[GIVEN RECORDS start]
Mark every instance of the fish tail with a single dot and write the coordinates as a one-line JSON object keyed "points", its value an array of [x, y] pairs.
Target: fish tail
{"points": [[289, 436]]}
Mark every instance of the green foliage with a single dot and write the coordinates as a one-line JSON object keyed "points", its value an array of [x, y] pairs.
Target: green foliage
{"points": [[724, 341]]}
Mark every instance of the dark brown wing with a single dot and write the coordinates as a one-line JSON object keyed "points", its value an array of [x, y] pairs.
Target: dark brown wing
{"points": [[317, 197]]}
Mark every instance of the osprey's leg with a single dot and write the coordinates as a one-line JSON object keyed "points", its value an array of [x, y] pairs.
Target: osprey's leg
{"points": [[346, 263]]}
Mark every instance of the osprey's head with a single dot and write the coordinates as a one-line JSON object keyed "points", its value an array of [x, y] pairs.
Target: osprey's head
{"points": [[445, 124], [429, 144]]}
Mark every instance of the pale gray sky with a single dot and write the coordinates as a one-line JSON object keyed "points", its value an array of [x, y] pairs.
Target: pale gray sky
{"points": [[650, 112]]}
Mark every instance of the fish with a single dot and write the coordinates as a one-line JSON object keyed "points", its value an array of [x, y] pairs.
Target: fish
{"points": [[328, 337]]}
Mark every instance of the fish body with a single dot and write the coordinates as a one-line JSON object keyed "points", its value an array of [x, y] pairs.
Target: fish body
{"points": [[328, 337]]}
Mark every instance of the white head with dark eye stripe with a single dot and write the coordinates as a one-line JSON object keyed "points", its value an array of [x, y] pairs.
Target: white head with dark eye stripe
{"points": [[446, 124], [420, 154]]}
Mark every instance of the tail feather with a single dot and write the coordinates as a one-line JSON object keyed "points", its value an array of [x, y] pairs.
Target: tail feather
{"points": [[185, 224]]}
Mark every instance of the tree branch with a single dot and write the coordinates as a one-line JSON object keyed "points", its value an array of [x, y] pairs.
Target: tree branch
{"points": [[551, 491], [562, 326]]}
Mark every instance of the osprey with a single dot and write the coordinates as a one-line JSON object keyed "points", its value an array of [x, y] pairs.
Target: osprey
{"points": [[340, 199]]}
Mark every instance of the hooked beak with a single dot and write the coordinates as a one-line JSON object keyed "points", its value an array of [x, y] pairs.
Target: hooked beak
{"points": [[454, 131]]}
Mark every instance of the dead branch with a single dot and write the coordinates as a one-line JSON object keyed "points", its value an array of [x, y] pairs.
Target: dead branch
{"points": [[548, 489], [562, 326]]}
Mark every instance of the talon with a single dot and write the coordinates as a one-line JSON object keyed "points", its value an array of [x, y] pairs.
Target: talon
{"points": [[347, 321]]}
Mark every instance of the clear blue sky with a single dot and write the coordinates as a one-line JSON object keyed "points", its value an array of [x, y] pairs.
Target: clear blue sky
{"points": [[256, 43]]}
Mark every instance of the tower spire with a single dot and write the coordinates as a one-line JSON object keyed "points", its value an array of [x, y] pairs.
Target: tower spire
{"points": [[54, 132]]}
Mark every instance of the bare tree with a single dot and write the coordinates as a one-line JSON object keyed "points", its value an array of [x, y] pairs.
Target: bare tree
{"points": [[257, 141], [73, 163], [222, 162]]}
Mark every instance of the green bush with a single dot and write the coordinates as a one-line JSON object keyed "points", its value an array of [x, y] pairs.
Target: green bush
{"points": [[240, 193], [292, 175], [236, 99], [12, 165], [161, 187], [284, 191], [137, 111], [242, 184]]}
[GIVEN RECORDS end]
[GIVEN RECORDS start]
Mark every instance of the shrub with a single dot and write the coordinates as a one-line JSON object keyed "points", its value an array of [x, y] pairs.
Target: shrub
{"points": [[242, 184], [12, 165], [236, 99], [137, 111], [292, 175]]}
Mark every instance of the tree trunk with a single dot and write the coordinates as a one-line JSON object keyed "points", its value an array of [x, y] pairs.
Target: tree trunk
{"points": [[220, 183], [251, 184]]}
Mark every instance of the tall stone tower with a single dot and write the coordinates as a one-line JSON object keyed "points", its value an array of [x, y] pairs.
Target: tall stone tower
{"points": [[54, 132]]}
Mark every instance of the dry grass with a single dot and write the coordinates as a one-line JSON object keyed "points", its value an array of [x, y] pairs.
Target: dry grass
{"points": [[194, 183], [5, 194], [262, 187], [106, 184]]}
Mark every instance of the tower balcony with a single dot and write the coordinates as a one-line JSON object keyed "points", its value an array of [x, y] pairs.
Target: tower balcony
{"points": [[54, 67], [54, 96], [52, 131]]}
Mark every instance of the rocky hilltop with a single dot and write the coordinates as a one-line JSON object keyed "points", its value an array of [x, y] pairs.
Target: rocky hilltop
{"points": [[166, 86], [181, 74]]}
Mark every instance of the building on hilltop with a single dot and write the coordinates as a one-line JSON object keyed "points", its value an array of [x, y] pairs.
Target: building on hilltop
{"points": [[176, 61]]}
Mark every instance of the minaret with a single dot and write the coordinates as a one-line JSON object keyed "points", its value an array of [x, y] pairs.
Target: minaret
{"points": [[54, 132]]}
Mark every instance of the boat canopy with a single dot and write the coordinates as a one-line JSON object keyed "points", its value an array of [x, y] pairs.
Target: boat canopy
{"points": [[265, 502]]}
[GIVEN RECORDS end]
[GIVEN RECORDS start]
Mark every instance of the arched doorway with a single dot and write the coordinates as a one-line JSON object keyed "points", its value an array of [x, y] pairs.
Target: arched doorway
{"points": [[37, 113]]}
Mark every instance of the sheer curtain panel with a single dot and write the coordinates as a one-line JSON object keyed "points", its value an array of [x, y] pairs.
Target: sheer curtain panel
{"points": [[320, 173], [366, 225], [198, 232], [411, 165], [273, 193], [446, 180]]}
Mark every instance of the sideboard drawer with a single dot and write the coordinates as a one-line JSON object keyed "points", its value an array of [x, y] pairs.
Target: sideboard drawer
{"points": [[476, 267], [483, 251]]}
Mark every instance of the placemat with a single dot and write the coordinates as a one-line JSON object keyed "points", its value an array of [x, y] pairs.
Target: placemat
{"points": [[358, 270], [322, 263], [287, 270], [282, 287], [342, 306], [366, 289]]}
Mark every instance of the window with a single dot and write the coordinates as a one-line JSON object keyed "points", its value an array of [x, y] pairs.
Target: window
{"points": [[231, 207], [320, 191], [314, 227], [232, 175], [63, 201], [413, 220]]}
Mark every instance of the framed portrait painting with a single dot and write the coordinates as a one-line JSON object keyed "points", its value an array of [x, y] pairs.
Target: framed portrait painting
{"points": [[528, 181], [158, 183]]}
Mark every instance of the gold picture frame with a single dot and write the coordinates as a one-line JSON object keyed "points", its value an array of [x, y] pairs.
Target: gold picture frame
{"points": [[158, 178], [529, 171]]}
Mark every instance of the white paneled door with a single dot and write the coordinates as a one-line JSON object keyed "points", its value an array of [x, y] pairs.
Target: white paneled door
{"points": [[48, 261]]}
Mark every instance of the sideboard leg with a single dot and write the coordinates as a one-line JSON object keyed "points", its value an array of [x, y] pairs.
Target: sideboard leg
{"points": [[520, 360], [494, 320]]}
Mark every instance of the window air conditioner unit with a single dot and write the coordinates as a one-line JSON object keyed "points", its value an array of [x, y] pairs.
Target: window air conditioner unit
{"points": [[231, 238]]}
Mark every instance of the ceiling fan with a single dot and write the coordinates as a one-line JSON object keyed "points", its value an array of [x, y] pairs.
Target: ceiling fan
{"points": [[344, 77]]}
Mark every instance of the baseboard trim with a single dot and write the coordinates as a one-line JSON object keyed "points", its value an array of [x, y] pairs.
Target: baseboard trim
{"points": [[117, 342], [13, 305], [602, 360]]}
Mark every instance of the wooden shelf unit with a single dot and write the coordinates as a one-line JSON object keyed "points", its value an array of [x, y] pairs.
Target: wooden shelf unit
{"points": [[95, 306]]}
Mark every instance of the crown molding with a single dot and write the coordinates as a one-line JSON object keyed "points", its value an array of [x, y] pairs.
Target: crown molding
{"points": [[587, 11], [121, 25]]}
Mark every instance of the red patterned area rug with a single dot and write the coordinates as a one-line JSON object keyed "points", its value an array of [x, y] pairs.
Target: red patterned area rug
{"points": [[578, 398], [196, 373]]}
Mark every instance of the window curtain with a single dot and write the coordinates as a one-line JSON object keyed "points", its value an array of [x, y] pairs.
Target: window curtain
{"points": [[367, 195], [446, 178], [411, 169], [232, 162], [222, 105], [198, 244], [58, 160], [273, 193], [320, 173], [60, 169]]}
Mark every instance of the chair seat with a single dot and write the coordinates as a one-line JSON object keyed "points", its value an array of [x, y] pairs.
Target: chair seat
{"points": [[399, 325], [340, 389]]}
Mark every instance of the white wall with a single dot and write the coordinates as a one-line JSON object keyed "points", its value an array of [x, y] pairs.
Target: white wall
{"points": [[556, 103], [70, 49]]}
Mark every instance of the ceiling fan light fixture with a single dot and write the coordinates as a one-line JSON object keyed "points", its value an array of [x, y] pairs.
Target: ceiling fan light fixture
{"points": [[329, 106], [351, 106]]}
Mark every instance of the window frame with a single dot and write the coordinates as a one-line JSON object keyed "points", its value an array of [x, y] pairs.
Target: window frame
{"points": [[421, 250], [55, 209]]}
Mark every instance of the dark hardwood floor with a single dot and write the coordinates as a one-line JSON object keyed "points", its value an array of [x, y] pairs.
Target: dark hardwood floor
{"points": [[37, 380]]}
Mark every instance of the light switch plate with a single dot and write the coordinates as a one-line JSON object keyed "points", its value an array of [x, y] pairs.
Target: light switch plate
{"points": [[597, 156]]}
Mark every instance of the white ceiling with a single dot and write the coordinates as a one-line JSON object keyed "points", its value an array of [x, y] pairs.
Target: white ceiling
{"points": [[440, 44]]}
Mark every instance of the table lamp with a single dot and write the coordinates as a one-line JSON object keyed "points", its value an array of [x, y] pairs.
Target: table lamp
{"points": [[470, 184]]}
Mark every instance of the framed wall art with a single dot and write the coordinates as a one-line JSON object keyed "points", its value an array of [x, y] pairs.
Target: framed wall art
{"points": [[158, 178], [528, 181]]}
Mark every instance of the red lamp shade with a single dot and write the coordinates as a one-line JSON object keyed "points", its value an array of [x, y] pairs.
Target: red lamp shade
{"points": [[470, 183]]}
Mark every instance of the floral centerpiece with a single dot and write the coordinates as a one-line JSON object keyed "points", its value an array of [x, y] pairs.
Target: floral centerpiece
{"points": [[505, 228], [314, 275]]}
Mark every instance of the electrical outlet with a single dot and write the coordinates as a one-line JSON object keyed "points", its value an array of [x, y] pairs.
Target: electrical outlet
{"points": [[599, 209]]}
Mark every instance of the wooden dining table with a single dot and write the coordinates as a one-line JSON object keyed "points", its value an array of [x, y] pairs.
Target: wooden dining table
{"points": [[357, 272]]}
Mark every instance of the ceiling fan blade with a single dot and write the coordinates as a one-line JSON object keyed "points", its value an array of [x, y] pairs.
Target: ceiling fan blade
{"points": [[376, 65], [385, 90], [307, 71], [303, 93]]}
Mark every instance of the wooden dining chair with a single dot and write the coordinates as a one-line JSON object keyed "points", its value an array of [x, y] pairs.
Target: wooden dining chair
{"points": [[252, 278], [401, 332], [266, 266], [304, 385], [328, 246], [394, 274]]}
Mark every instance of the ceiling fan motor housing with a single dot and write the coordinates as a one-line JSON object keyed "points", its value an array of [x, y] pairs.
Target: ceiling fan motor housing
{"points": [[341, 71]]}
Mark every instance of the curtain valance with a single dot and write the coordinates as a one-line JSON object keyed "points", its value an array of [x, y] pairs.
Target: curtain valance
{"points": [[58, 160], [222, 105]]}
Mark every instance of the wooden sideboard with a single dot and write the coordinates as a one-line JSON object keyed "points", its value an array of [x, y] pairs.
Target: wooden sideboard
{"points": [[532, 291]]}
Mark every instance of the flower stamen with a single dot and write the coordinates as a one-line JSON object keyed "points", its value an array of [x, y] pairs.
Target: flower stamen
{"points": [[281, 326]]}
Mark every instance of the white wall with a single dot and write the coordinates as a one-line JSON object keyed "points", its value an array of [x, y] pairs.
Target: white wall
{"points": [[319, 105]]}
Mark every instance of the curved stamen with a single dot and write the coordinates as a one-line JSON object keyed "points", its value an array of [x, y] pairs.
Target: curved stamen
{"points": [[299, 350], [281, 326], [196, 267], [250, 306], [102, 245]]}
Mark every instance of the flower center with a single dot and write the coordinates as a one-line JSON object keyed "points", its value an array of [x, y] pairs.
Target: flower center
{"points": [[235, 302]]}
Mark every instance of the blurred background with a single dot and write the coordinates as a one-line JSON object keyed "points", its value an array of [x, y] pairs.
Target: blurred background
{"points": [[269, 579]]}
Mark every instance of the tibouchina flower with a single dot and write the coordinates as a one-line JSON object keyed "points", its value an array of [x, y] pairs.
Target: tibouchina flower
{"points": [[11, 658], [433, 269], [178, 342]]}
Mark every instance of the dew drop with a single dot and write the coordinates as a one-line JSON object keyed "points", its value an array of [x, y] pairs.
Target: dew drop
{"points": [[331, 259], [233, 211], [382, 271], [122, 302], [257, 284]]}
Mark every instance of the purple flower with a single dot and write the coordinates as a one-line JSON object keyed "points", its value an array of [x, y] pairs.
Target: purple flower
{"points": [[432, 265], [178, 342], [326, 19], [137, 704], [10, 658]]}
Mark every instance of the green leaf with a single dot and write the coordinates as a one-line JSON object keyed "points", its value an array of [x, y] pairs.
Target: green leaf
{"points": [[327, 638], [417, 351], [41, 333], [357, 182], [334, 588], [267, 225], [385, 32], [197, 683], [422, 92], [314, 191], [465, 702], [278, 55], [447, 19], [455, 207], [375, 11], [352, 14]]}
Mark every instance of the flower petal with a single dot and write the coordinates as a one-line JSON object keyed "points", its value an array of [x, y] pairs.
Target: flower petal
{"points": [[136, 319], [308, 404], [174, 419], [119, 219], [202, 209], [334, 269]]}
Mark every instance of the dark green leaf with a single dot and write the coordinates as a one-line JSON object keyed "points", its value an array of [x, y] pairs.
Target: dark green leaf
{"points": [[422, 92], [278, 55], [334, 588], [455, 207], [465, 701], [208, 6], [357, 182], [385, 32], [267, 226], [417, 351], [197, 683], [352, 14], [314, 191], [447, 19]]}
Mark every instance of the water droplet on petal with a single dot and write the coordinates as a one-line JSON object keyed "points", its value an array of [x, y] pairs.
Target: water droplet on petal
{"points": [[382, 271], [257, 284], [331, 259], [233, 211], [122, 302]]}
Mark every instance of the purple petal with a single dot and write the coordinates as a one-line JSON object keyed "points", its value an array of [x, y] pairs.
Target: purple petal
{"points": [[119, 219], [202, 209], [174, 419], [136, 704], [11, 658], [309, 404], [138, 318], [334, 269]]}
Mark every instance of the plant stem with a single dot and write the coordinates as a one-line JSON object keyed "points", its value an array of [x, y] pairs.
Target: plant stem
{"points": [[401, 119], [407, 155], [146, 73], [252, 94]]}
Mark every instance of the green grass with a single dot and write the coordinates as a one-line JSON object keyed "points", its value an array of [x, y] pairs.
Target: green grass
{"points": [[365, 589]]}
[GIVEN RECORDS end]
WORK TO DO: How many lines in the records contain the word "beak"? Reply with the number alone.

THE SOLUTION: 2